- **Your instructions**:
Copy the stretch of rows from the line containing "Tight-box annotation required for the class tree trunk." through the end of the rows, both ends and all requests included. Scale every box coordinate in the answers by 2.45 and round each result to a whole number, with halves going up.

::: The input

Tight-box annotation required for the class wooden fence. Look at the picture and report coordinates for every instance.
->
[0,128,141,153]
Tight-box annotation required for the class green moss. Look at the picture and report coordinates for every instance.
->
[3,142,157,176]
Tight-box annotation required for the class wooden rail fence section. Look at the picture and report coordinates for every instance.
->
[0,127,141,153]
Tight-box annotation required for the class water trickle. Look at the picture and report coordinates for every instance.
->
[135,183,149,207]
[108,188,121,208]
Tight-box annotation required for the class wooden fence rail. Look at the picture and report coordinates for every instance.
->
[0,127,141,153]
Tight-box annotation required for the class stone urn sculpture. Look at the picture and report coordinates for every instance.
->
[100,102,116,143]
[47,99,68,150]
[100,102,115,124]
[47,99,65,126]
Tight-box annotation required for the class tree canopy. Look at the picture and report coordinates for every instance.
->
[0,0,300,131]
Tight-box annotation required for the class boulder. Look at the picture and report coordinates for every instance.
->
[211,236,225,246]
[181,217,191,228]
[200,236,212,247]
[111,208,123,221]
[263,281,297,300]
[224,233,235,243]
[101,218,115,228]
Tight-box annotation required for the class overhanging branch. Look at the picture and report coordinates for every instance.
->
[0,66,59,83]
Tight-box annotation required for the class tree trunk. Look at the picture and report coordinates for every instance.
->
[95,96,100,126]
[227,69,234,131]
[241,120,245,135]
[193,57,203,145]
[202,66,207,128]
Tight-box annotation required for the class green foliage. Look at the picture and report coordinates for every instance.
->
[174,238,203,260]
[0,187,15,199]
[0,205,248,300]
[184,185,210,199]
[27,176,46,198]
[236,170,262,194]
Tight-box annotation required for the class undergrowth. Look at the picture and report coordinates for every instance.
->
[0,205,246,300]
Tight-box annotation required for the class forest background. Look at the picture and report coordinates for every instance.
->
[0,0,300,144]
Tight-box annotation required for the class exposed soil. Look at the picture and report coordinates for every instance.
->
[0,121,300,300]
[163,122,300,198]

::::::

- **Exercise answer**:
Tight-box annotation required for the class tree trunk. Look at the picture and report coordinates for every instance.
->
[233,235,245,309]
[556,169,573,321]
[590,294,600,331]
[473,140,497,355]
[495,162,507,314]
Tight-box annotation required for the class green foliage. Look at the picture and report coordinates for every instance.
->
[426,583,497,637]
[0,458,37,488]
[0,502,608,735]
[451,453,515,488]
[66,431,113,485]
[578,417,642,475]
Tight-box annotation required for the class undergrowth. Look at the picture and report coordinates for every instance.
->
[0,502,603,735]
Tight-box annotation required for the class forest background. Look at the picture and report coordinates for every instance.
->
[0,0,735,353]
Tight-box annotation required for the class exposed soil. Look at the picture and report coordinates for every instance.
->
[0,296,735,735]
[399,299,735,485]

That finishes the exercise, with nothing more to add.